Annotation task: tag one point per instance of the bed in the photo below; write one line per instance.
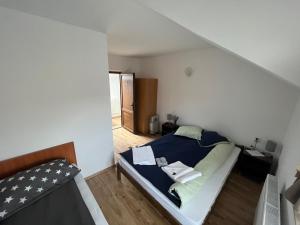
(68, 202)
(195, 212)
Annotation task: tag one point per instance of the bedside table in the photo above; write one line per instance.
(255, 167)
(168, 128)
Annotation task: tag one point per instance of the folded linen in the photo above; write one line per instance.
(143, 156)
(179, 172)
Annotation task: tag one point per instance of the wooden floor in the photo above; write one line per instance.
(123, 204)
(124, 139)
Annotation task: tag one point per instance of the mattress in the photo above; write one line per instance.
(172, 148)
(90, 201)
(192, 213)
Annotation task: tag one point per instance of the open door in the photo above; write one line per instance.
(127, 102)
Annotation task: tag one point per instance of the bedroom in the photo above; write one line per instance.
(54, 81)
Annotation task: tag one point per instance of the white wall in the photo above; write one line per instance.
(289, 160)
(54, 89)
(124, 64)
(225, 93)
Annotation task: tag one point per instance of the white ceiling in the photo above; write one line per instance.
(266, 32)
(132, 29)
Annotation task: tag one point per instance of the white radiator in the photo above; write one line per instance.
(268, 208)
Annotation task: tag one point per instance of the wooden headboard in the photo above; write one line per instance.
(11, 166)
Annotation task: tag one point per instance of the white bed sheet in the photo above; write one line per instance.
(89, 200)
(195, 212)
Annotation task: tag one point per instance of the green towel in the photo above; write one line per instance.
(207, 167)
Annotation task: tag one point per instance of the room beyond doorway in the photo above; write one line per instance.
(115, 99)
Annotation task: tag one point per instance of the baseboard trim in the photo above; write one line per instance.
(100, 172)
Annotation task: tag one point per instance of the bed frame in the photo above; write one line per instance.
(13, 165)
(156, 204)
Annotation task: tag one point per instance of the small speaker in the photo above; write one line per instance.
(271, 146)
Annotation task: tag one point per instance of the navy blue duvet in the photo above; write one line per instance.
(173, 148)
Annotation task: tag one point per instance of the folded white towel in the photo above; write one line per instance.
(180, 172)
(143, 156)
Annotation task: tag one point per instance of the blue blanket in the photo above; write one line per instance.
(173, 148)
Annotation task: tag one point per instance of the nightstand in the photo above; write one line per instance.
(168, 128)
(254, 167)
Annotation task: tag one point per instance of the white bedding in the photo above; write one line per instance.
(90, 201)
(195, 212)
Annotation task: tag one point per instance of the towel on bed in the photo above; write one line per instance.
(207, 166)
(143, 156)
(179, 172)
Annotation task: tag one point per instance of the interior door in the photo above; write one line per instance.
(127, 102)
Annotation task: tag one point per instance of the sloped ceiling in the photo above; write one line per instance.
(132, 29)
(266, 33)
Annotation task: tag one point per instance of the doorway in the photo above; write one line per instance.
(122, 97)
(122, 100)
(115, 99)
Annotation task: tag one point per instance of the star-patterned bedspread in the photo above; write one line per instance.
(26, 187)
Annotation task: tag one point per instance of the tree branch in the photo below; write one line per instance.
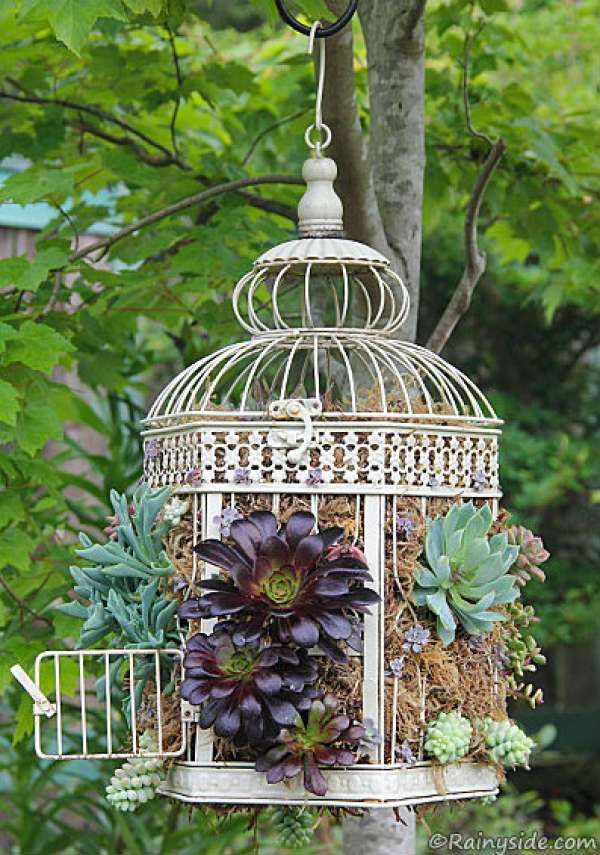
(27, 98)
(141, 153)
(271, 206)
(266, 131)
(413, 16)
(183, 204)
(475, 259)
(475, 262)
(362, 219)
(179, 76)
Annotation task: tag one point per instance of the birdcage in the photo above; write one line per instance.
(327, 415)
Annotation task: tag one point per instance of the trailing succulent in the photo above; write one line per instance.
(248, 689)
(319, 737)
(448, 737)
(135, 782)
(285, 582)
(294, 826)
(506, 743)
(123, 578)
(467, 573)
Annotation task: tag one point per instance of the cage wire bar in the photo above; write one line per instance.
(71, 710)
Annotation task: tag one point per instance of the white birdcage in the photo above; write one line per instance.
(322, 402)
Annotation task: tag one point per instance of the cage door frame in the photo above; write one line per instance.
(105, 655)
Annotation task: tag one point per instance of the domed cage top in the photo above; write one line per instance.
(322, 314)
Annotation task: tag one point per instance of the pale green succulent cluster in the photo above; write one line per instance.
(448, 737)
(294, 826)
(135, 782)
(507, 743)
(467, 573)
(123, 579)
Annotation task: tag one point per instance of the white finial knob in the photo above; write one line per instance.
(320, 210)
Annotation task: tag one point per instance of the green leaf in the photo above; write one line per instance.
(38, 346)
(15, 548)
(38, 424)
(28, 276)
(138, 7)
(9, 403)
(73, 20)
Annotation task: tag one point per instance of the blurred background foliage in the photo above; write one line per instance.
(119, 109)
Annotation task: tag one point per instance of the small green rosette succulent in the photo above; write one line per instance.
(467, 573)
(506, 743)
(294, 826)
(448, 737)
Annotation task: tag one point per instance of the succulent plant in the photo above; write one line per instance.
(122, 584)
(319, 737)
(467, 573)
(448, 737)
(522, 654)
(416, 638)
(248, 690)
(405, 525)
(405, 755)
(506, 743)
(135, 782)
(531, 554)
(294, 826)
(283, 581)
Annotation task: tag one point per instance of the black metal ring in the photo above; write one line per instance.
(322, 32)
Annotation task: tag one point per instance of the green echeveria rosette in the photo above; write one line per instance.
(136, 781)
(448, 737)
(506, 743)
(468, 572)
(294, 826)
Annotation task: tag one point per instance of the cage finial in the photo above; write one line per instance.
(320, 211)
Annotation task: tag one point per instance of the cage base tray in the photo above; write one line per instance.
(358, 787)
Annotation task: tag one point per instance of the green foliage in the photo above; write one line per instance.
(122, 583)
(135, 782)
(530, 339)
(467, 573)
(506, 743)
(448, 737)
(294, 826)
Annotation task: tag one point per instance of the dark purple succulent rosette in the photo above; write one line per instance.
(281, 580)
(321, 737)
(248, 690)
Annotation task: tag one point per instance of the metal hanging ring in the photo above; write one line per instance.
(322, 32)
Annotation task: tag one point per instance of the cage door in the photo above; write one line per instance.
(99, 703)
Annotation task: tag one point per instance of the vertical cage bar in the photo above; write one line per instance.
(158, 701)
(108, 703)
(394, 736)
(381, 610)
(59, 745)
(132, 709)
(83, 709)
(372, 670)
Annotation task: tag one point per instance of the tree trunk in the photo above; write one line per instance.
(395, 37)
(380, 833)
(381, 186)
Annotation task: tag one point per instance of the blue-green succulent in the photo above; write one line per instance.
(448, 737)
(122, 581)
(467, 573)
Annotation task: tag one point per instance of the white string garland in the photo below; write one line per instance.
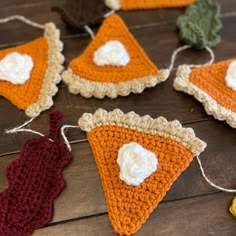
(23, 19)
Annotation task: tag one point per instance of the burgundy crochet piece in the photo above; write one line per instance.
(35, 179)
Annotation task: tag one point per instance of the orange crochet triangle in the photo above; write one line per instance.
(35, 95)
(146, 4)
(208, 85)
(85, 77)
(130, 206)
(24, 95)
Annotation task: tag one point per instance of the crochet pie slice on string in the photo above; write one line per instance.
(146, 4)
(214, 86)
(113, 64)
(113, 134)
(29, 73)
(35, 180)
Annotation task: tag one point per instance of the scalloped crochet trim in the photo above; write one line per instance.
(88, 88)
(52, 75)
(159, 126)
(182, 83)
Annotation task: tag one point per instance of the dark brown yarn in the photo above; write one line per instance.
(78, 13)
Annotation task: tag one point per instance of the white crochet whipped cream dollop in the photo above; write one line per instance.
(230, 78)
(16, 68)
(136, 163)
(113, 4)
(112, 53)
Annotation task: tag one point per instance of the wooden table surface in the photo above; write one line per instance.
(191, 207)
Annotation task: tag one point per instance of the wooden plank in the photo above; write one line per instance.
(83, 195)
(17, 32)
(205, 215)
(25, 3)
(162, 100)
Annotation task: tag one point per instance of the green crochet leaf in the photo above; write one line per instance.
(200, 24)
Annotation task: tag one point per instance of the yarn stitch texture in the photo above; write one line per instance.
(207, 85)
(130, 206)
(36, 94)
(146, 4)
(200, 24)
(35, 180)
(86, 78)
(78, 13)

:::::

**Task details**. Transcribe the complete set of entries verbatim. No pictures belong in the copy.

**Answer space**.
Annotation task: tag one point per instance of the bed in the photo below; write one line per instance.
(68, 202)
(195, 212)
Annotation task: tag one point per instance of the bedside table in the photo above; write one line per instance.
(255, 167)
(168, 128)
Annotation task: tag one point per instance of the folded linen in the photo above; write one line per instance.
(143, 156)
(179, 172)
Annotation task: tag one point per instance of the wooden floor in the photo above; write one line per instance.
(123, 204)
(124, 139)
Annotation task: tag one point per instance of the mattress in the photo above; write one line per instance.
(172, 148)
(90, 201)
(192, 213)
Annotation task: tag one point per instance of the open door in the photo above; write one line per instance.
(127, 102)
Annotation task: tag one point per instance of the bedroom in the photo above; write one line per instance.
(54, 81)
Annotation task: tag one point per instance of the white wall in the photo above; write one line per instance.
(289, 160)
(54, 89)
(124, 64)
(225, 93)
Annotation task: tag one point per instance of the white ceiling in the photo above; write one line per instance.
(266, 32)
(132, 29)
Annotation task: tag one point per instance of the white radiator in the photo above; write one line per instance.
(268, 208)
Annotation task: tag one point per instance of the wooden headboard in the photo above; write one line per instance.
(11, 166)
Annotation task: tag one point per instance of the white bed sheet in the photo above; write one line per instance.
(89, 200)
(195, 212)
Annotation task: tag one point per instance of the green towel in the photo above; write one line per instance.
(207, 167)
Annotation task: tag one point per instance of the room beyond doorway in the photo above; write one line per instance.
(115, 99)
Annotation task: tag one point per instance of the baseboard trim in the photo above; write one line per instance.
(100, 172)
Annotation task: tag one point per instance of the bed frame in the photo above; write one line per instance.
(13, 165)
(156, 204)
Annotation task: tag one point per instance of the small speaker in the photo above; write one line per instance.
(271, 146)
Annotation task: tag one point per instance of the navy blue duvet in the photo above; write one line per instance.
(173, 148)
Annotation task: tag one point per instance of the folded white towel in the photo above; write one line per instance.
(180, 172)
(143, 156)
Annotation task: tag one point per instance of the blue blanket in the photo above; write one line per instance.
(173, 148)
Annotation task: tag one point per instance of the nightstand in the photo above; write one line per instance.
(168, 128)
(254, 167)
Annotation task: tag one point per instance of the white bedding in the photo above; write one line per instance.
(90, 201)
(195, 212)
Annotation task: tag one point per instance of the towel on bed in the photo above; write one line per instance.
(207, 166)
(143, 156)
(179, 172)
Annotation task: tag one point per instance of the interior door in the photo above; write one line per instance.
(127, 102)
Annotation task: tag one point per instance of the sloped ceiling in the photo above; write one line per instance.
(132, 29)
(266, 33)
Annotation task: tag one point per instance of the doorway in the photo above; write one line per instance.
(122, 97)
(122, 100)
(115, 99)
Annotation task: tag one point per instance of the star-patterned bedspread in the photo above; write one line per instance.
(26, 187)
Annotation task: tag one point per instance of the tree branch in the photo below; write one line per instance.
(27, 98)
(141, 153)
(271, 206)
(266, 131)
(413, 16)
(183, 204)
(475, 259)
(475, 262)
(362, 219)
(179, 76)
Annotation task: tag one point per instance of the birdcage in the photo above; write one line per instance.
(327, 415)
Annotation task: tag one point per instance of the trailing succulent in the photo above; write one line per instance.
(248, 689)
(319, 737)
(448, 737)
(135, 782)
(285, 582)
(294, 826)
(506, 743)
(123, 578)
(467, 573)
Annotation task: tag one point per instance of the cage wire bar in the photo above; write one line per instance.
(71, 710)
Annotation task: tag one point per instance of the white birdcage in the photo above; write one line per instance.
(322, 402)
Annotation task: tag one point per instance of the cage door frame in the photo above; write one line per instance.
(105, 655)
Annotation task: tag one point per instance of the domed cage top in the photo above; write one line per instance.
(322, 314)
Annotation task: tag one point per instance of the pale green succulent cluster in the photo above; write one line per instance.
(448, 737)
(294, 826)
(135, 782)
(507, 743)
(467, 573)
(123, 579)
Annotation task: tag one point per instance of the white finial knob in the photo above; write one line per instance.
(320, 210)
Annotation task: tag one point per instance of the green leaf in the photo above; write one line per instance.
(38, 346)
(15, 548)
(38, 424)
(28, 276)
(138, 7)
(9, 403)
(73, 20)
Annotation task: tag one point per instance of the blurred background foliage in the photo above; write one line per instance.
(119, 109)
Annotation task: tag one point per instance of the small green rosette succulent in the photo above; write one line per instance.
(467, 573)
(506, 743)
(294, 826)
(448, 737)
Annotation task: tag one point per instance of the succulent plant in the photo above; write one line per instance.
(122, 584)
(319, 737)
(467, 573)
(448, 737)
(522, 654)
(416, 638)
(248, 690)
(405, 525)
(405, 755)
(506, 743)
(135, 782)
(531, 554)
(294, 826)
(283, 581)
Annotation task: tag one point per instance of the black metal ring in the photo above; write one line per instance.
(322, 32)
Annotation task: tag one point per instance of the green echeveria rosette in the photo above; write one line per instance.
(136, 781)
(448, 737)
(506, 743)
(468, 572)
(294, 826)
Annotation task: tag one point per instance of the cage finial in the photo above; write one line per instance.
(320, 211)
Annotation task: tag one point per instance of the cage base tray in the photo above; write one line per instance.
(358, 787)
Annotation task: tag one point per instance of the green foliage in the photo above; write one line per instance.
(122, 583)
(135, 782)
(530, 339)
(467, 573)
(506, 743)
(448, 737)
(294, 826)
Annotation task: tag one point per instance of the dark purple succulent rosette in the photo above; write one line per instance.
(281, 580)
(321, 737)
(248, 690)
Annotation task: tag one point per instance of the metal hanging ring in the photo above; write one line per instance.
(322, 32)
Annotation task: tag one point per instance of the cage door in the photo above; write one line per instance.
(99, 703)
Annotation task: tag one point per instance of the vertical cage bar in the photo above; write one line per instance.
(158, 701)
(108, 703)
(394, 736)
(381, 610)
(59, 745)
(132, 709)
(83, 709)
(372, 670)
Annotation task: tag one point per instance of the tree trunk in the photo above; write one line per instance.
(395, 37)
(380, 833)
(381, 186)
Annotation task: tag one point per instance of the blue-green succulent in the photo above; write one line per instance.
(448, 737)
(122, 581)
(467, 573)
Annotation task: tag one point per instance of the white string garland in the photo below; write one line per instance.
(23, 19)
Annotation task: tag one point per instance of the burgundy crochet piece in the photo above; write one line per instance.
(35, 179)
Annotation task: tag one point per instance of the orange crochet triangle in the photo above; write one line per instance.
(35, 95)
(146, 4)
(208, 85)
(85, 77)
(130, 206)
(24, 95)
Annotation task: tag one point per instance of the crochet pie slice on string in the photo above; write one line per instance.
(146, 4)
(214, 86)
(113, 64)
(113, 134)
(29, 73)
(35, 180)
Annotation task: tag one point per instance of the scalloped crochet trim in the photo above; write one line per instance.
(88, 88)
(52, 75)
(159, 126)
(182, 83)
Annotation task: tag one point per instance of the dark brown yarn in the photo above; write one line per instance.
(78, 13)
Annotation task: tag one point per instance of the white crochet whipped cream dollop in the photo above; write one line per instance.
(230, 78)
(16, 68)
(136, 163)
(113, 4)
(112, 53)
Annotation task: tag one point per instance of the wooden table surface in the photo above; write one line per instance.
(191, 207)
Annotation task: tag one point per instance of the wooden plank in the photo above; write one line per instance.
(83, 195)
(17, 32)
(205, 215)
(25, 3)
(162, 100)
Annotation task: tag one point per instance of the green crochet leaf in the photo above; write one line per instance.
(200, 24)
Annotation task: tag one point per instance of the yarn stitch texture in the photo above; write one line per instance.
(207, 85)
(130, 206)
(36, 94)
(146, 4)
(200, 24)
(35, 180)
(86, 78)
(78, 13)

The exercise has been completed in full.